[[ Excerpt, beginning ]]

[SOLVED] Faulty PSU or something else?

Jan 14, 2022
8
0
10
Over the last few months I've been struggling with many different blue screens, freezes, crashes etc. Sometimes they happen all the time, sometimes once every few days or less. During gaming, browsing folders, the web, anything. Blue screens were rather random (the most frequent one saying 'memory management'), but eventually they stopped showing up at all as my PC started freezing instead (can move the mouse around, do stuff for a few seconds before it becomes unresponsive). Then I can usually move my mouse around but that's all, everything else is frozen and unresponsive. Sometimes the mouse pointer freezes too. One time I was playing SCP secret lab,alt-tabed to browser and noticed it froze. Couldn't open folders, close the browser, nothing. Funny enough one thing I could do is go back in game and play for 10 more sec before it froze completely. Thought it may be software at first as reinstalling drivers for graphics card seemed to stop freezing but I guess it may have been a coincidence.


Event viewer used to give me the 'volmgr' errors, saying it can't make a dump file but now doesn't give me any critical errors except for the 'unexpected shutdown' when I restart my pc forcefully. Bluescreen view doesn't really show any errors at all. It gave me one on the 5th of January with 2 files highlighted: ndis.sys and ntoskrnl.exe. I believe I then used sfc scan and dcim which helped for a few days at most.

[[ Excerpt, end ]]
[[ The data, beginning ]]

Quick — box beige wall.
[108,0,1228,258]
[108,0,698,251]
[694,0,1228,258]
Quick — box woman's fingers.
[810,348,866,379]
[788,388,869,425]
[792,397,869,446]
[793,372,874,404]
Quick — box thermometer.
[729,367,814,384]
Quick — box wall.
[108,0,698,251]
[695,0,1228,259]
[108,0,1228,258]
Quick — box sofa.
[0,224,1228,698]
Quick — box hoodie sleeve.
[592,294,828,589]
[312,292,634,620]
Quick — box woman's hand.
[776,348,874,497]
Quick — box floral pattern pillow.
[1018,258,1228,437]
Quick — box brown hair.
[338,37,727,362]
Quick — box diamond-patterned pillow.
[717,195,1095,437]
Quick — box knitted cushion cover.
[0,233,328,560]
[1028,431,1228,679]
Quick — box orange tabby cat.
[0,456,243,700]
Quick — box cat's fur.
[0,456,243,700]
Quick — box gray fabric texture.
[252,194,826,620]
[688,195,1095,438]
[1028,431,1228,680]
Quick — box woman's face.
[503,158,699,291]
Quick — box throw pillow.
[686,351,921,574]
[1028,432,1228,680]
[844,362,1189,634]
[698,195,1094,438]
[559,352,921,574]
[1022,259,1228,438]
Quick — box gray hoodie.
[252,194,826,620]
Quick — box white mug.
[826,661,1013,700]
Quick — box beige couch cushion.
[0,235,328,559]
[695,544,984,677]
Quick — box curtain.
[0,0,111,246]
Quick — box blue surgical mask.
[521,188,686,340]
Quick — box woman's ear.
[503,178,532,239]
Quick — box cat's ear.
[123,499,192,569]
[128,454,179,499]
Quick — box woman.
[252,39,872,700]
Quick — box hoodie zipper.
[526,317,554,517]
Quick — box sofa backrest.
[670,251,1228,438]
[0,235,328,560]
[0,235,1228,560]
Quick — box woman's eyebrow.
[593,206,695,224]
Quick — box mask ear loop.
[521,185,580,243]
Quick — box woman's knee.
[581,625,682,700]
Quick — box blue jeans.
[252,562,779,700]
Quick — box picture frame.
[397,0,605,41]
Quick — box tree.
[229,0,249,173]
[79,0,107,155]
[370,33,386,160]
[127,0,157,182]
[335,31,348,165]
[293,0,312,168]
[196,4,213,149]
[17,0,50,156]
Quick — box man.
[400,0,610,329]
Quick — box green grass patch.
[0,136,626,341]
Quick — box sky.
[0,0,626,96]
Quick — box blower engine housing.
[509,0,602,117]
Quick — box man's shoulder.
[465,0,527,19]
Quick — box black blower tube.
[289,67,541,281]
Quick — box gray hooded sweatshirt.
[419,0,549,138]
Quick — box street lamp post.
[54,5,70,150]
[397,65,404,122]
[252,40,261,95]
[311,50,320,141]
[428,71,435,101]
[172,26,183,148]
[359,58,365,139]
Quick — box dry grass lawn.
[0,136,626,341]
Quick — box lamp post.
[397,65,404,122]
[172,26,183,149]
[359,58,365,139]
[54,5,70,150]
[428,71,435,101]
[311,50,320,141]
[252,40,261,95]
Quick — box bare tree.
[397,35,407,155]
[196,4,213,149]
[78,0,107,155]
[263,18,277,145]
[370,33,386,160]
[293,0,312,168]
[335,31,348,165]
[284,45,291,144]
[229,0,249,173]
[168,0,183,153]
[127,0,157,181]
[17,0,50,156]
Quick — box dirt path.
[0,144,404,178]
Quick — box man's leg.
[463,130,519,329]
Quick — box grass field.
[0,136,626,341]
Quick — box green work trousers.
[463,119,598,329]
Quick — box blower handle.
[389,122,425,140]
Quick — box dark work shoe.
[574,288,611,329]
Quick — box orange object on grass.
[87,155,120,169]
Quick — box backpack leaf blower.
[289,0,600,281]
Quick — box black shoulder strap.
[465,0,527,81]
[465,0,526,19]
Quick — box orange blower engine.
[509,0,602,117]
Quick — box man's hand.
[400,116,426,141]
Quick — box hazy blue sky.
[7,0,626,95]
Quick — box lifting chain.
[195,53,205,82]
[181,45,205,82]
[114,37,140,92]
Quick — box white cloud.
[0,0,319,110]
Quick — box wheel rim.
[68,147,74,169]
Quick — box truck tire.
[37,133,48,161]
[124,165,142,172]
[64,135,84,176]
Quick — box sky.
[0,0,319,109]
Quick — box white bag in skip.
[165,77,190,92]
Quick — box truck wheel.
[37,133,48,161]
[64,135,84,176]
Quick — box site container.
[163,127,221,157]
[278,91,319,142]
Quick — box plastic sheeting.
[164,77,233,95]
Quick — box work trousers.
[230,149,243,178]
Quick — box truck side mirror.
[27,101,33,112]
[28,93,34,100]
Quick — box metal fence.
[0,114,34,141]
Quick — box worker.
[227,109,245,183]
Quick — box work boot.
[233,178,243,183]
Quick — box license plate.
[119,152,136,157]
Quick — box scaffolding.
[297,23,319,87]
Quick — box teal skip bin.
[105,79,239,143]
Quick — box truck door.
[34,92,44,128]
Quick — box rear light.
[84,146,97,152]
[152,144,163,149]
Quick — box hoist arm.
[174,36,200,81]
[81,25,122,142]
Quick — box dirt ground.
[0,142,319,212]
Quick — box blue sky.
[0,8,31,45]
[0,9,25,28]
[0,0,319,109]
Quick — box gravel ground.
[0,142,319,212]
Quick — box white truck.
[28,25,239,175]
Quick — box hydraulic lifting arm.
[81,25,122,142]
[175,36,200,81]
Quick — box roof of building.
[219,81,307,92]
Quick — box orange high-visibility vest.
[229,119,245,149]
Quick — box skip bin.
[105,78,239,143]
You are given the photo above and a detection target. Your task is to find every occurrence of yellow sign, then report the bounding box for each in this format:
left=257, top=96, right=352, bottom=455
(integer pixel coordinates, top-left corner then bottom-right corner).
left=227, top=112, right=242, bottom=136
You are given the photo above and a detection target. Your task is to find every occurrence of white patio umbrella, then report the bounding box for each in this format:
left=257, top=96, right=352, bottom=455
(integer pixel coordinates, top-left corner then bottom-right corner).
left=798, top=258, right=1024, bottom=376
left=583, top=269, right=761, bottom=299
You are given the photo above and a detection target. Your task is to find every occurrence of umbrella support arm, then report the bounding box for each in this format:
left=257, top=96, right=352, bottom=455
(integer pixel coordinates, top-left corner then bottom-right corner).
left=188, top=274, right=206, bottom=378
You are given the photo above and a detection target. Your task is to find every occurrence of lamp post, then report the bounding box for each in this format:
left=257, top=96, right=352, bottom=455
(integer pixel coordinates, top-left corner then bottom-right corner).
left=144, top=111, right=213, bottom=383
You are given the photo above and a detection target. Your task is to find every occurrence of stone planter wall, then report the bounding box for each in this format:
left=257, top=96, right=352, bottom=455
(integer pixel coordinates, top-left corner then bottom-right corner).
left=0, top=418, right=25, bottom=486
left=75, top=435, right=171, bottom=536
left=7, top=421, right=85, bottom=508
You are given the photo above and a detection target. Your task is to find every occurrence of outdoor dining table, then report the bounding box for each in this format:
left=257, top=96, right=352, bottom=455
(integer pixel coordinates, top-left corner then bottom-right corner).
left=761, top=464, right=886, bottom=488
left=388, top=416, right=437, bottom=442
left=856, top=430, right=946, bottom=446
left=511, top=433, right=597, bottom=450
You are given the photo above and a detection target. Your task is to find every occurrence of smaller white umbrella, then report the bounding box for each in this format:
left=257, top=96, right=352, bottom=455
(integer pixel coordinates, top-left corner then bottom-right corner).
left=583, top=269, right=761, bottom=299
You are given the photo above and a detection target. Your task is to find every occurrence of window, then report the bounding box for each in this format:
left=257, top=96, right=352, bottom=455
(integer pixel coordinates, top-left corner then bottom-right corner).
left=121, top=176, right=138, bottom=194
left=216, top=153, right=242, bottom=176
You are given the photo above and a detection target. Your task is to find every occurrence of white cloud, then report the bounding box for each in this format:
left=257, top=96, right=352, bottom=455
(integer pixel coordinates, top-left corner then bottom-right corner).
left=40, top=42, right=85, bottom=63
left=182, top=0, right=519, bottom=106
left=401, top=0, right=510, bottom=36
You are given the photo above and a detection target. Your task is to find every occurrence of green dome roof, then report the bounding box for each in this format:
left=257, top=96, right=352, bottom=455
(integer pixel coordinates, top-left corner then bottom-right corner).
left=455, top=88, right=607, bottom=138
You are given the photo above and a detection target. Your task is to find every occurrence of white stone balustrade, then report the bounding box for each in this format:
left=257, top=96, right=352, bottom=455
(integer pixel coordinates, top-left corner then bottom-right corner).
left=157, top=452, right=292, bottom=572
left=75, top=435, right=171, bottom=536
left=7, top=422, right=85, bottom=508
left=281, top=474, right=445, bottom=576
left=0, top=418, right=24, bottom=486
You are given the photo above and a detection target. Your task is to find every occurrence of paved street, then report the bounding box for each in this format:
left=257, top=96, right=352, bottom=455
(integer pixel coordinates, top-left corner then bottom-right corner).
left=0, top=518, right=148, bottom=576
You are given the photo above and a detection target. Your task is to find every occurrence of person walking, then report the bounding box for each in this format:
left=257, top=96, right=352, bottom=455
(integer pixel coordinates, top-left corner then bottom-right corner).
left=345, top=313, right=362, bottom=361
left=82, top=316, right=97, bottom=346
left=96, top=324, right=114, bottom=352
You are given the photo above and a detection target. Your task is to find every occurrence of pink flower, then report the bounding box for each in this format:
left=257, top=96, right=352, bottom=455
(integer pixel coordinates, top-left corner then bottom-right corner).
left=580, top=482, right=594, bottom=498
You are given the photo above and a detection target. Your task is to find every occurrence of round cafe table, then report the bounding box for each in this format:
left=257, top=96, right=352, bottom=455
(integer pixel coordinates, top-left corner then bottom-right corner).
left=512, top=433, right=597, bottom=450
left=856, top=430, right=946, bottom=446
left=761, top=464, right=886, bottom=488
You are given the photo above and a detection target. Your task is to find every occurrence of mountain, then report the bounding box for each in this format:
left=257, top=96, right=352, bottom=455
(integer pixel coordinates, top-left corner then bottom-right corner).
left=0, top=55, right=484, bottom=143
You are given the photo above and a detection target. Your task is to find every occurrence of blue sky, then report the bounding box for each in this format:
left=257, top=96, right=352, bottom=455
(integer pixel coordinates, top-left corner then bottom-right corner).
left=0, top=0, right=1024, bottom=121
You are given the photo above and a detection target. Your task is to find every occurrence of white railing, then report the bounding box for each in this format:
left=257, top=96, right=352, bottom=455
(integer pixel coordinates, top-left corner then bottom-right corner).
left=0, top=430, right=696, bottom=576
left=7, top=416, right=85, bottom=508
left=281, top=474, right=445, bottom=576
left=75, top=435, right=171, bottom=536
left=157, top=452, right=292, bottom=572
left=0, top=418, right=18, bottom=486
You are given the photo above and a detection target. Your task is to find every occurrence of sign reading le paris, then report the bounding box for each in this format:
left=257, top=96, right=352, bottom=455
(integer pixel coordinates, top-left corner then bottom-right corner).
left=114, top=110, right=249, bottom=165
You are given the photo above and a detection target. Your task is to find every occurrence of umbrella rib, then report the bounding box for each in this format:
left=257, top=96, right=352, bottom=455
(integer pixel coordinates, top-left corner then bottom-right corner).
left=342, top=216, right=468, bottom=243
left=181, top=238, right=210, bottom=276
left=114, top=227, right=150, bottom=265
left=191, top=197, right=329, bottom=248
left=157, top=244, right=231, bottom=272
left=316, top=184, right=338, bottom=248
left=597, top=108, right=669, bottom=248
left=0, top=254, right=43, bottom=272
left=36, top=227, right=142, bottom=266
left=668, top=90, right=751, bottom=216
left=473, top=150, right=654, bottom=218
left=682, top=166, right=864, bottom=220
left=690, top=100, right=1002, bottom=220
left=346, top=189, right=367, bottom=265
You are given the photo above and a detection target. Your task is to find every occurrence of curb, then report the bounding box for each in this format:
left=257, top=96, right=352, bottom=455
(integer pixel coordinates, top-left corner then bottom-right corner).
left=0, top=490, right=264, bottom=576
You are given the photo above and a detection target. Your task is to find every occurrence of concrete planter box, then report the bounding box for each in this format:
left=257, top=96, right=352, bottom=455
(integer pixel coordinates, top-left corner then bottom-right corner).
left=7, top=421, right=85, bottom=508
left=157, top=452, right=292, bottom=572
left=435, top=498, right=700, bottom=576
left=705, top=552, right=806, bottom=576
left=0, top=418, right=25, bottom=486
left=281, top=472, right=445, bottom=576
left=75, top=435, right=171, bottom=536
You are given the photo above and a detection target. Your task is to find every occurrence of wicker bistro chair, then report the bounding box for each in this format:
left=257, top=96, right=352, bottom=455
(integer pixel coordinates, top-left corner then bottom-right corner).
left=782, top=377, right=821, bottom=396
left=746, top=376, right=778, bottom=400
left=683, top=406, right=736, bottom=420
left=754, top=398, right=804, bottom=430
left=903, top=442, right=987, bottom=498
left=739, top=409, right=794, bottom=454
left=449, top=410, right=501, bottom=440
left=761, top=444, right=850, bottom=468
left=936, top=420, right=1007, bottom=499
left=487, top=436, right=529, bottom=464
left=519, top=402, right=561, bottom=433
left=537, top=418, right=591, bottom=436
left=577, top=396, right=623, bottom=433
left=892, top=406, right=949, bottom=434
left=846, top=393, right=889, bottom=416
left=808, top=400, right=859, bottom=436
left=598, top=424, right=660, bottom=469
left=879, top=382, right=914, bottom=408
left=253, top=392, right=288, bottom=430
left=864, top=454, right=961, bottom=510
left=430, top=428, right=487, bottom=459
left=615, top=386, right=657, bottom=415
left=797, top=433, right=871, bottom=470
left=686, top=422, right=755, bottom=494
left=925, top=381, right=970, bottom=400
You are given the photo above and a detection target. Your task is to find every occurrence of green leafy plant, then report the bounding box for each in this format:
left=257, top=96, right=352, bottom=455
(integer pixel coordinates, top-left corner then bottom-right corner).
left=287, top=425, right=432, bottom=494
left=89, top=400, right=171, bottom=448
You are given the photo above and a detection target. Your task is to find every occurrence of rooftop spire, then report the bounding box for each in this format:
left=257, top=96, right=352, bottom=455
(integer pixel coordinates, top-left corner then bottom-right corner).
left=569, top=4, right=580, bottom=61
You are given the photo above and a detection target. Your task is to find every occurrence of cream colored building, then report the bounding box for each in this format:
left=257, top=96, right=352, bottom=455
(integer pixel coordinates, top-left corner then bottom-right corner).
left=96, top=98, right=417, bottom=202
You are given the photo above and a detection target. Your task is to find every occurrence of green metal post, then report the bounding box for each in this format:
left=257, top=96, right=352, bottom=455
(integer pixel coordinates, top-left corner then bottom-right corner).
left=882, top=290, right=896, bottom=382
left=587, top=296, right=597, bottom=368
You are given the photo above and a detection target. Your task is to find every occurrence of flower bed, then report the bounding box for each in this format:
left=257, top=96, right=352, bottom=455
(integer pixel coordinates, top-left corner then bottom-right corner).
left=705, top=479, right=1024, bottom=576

[[ The data, end ]]

## Activity 1:
In the forum post about the faulty PSU, which kinds of problems does the poster list in the opening sentence?
## Activity 2:
Can you continue the forum post about the PC crashes from its last sentence?

## Response box 1:
- Blue screens
- Freezes
- Crashes

## Response box 2:
Doing an SFC scan or a DCIM freezes my PC now even in safe mode (tried 4 times). I might try again tomorrow.

I have also tried or things I've noticed:

-switching the graphics card from 6700xt to nvidia 1060, didn't help
-windows memory test came up with nothing
-switching the ram with another PC (exactly same memory, same brand, etc.). Interesting enough the other PC experienced one crash with my old ram, which didn't happen in the past. I have also experienced a blue screen on my PC for the first time in a while but afterwards it went back to freezing (error said memory managment). No error in bluescreenview or event viewerbut it might be because I had mini dumps in system settings. I switched them to full dumps, had a freeze 10 min ago and nothing in eventviewer or bluescreenview
-an hour or two ago it froze on the login screen. Could move the mouse, couldn't click anything as it was unresponsive. Noticed some fans started running (think CPU)

Specs:

ryzen 5 3600,
b450 tomahawk motherboard,
1060 6gb nvidia msi.
PSU is EVGA SuperNOVA 750 G3, 80 Plus Gold 750W.
System windows 10

Would appreciate any tips.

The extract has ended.